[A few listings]

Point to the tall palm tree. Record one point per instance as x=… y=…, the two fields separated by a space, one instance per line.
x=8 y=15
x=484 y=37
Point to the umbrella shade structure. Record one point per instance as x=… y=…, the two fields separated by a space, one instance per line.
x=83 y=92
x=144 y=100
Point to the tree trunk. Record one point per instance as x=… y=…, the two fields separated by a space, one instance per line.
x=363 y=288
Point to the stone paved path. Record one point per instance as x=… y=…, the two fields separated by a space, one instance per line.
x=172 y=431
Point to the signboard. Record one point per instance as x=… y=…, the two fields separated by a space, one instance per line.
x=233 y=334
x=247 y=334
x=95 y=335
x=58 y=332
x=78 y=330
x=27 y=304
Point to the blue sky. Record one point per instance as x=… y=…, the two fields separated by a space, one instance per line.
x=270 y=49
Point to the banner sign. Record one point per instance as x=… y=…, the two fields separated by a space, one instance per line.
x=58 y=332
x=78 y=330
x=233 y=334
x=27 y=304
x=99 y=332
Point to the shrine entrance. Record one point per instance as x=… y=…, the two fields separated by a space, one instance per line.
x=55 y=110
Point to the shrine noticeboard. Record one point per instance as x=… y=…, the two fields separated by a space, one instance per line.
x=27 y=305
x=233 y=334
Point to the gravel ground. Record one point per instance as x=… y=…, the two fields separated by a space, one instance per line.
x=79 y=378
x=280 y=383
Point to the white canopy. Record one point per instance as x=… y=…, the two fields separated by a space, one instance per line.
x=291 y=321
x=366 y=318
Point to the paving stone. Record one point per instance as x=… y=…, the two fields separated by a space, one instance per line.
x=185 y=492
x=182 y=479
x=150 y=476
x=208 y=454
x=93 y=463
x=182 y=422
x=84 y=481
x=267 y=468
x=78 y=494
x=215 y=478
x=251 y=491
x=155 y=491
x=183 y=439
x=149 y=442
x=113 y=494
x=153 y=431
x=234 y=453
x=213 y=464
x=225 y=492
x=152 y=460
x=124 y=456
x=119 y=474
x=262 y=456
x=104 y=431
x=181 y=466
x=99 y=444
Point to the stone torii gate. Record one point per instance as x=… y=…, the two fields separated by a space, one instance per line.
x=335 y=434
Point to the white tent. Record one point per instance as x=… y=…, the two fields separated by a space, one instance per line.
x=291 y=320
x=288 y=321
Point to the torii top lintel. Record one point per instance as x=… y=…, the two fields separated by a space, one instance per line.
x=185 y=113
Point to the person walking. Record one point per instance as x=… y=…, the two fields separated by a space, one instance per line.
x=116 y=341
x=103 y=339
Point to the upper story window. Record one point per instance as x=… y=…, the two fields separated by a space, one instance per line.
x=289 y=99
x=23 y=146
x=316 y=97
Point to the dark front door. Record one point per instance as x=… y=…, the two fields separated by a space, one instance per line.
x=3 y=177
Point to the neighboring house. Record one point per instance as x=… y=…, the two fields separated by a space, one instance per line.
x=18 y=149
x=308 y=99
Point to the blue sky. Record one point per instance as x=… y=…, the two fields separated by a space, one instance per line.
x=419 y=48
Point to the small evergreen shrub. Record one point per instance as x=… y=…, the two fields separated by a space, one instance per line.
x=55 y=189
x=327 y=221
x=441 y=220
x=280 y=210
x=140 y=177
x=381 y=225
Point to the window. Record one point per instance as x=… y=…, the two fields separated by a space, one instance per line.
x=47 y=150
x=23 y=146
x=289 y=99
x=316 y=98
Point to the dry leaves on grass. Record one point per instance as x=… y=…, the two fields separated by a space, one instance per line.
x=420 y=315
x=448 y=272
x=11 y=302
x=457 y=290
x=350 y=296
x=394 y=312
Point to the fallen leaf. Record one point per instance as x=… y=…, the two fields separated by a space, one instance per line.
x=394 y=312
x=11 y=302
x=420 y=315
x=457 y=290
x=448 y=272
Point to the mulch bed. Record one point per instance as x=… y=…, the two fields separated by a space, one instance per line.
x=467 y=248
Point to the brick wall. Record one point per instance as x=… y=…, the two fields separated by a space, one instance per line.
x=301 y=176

## Instruction
Copy every line of the listing above word for word, keeping the same order.

## Worked answer
Point to the tall palm tree. Record one point per instance as x=… y=…, the two fields separated by a space, one instance per line.
x=8 y=15
x=484 y=37
Point to the umbrella shade structure. Record one point per instance as x=… y=…, the two fields separated by a space, one instance per line.
x=83 y=92
x=144 y=100
Point to the tree trunk. Record one point per instance as x=… y=…, the two fields separated by a space, one instance per line.
x=363 y=288
Point to the stone paved path. Record one point per instance as x=… y=…, the two fields separated by a space, one instance per line.
x=172 y=431
Point to the signboard. Record one point per instance as x=… y=…, the two fields separated by a space, one instance per line.
x=233 y=334
x=247 y=334
x=95 y=335
x=58 y=332
x=78 y=330
x=27 y=304
Point to the blue sky. Record one point per instance as x=… y=…, the two fields separated by a space, one instance per line.
x=270 y=49
Point to the banner sign. Record one point per instance as x=… y=…, the two fields separated by a space, one instance per line.
x=58 y=332
x=78 y=330
x=233 y=334
x=27 y=304
x=99 y=332
Point to the shrine entrance. Record one point per instance as x=… y=…, the two fields separated by a space, one instance per line.
x=55 y=110
Point to the shrine noticeboard. Record one point per instance as x=… y=…, the two fields separated by a space, one instance per line.
x=27 y=305
x=233 y=334
Point to the gravel ground. Record one point per instance as x=… y=…, the two fields separated by a space, one instance per line.
x=79 y=378
x=280 y=383
Point to the white canopy. Record one point per instance as x=… y=…, the two fields separated by a space, one instance per line.
x=291 y=321
x=366 y=318
Point to the paving stone. Record one point per instance as x=… y=…, the two fields separated by a space, one instance per line.
x=185 y=492
x=182 y=479
x=150 y=476
x=208 y=454
x=93 y=463
x=182 y=422
x=84 y=481
x=267 y=468
x=78 y=494
x=215 y=478
x=251 y=491
x=155 y=491
x=183 y=439
x=149 y=442
x=113 y=494
x=153 y=431
x=234 y=453
x=213 y=464
x=225 y=492
x=152 y=460
x=124 y=456
x=119 y=474
x=262 y=456
x=104 y=431
x=181 y=466
x=99 y=444
Point to the stone torii gate. Record one point per instance as x=… y=…, the two fields separated by a space, one instance per line.
x=335 y=434
Point to the white tent. Record one point per instance as x=… y=…, the two fields separated by a space, one instance per line.
x=291 y=320
x=288 y=321
Point to the torii top lintel. Record one point per instance as x=… y=…, the two fields separated by a space, one instance per line.
x=185 y=113
Point to the person walking. Record one point per instance as x=… y=…, the two fields separated by a space, one instance per line.
x=116 y=341
x=103 y=339
Point to the upper story window. Record one point per instance as x=… y=…, the two fields separated by a space, one instance per line.
x=289 y=99
x=23 y=146
x=316 y=97
Point to the dark front door. Record one point per instance as x=… y=…, the two fields separated by a space, one instance per line.
x=3 y=177
Point to the neighboring house. Record one point per instance as x=… y=…, the two fields separated by a space, one instance per line.
x=18 y=149
x=308 y=99
Point to the blue sky. Record one point per instance as x=… y=…, the two fields separated by a space, one instance per line.
x=419 y=48
Point to the small evergreen shrub. Record one point per instance as x=… y=…, the two fields separated by a space, one instance per line.
x=55 y=189
x=327 y=221
x=441 y=220
x=280 y=210
x=140 y=177
x=381 y=225
Point to the window. Record one point per instance as x=… y=…, the two fields separated by a space, one instance per line.
x=47 y=150
x=23 y=146
x=289 y=99
x=316 y=98
Point to the dry leaves on grass. Record one point per instance as x=… y=…, the two fields separated by a space, one instance per line.
x=420 y=315
x=448 y=272
x=11 y=302
x=457 y=290
x=350 y=296
x=394 y=312
Point to the fallen leaf. Record one point per instance as x=… y=…, the two fields separated by a space, one instance per line.
x=394 y=312
x=11 y=302
x=420 y=315
x=457 y=290
x=448 y=272
Point to the mulch bed. Record one point per instance as x=… y=…, the two fields separated by a space, one instance per line.
x=467 y=248
Point to the brick wall. Record one point per instance as x=… y=…, the two fields separated by a space, one instance per line.
x=301 y=176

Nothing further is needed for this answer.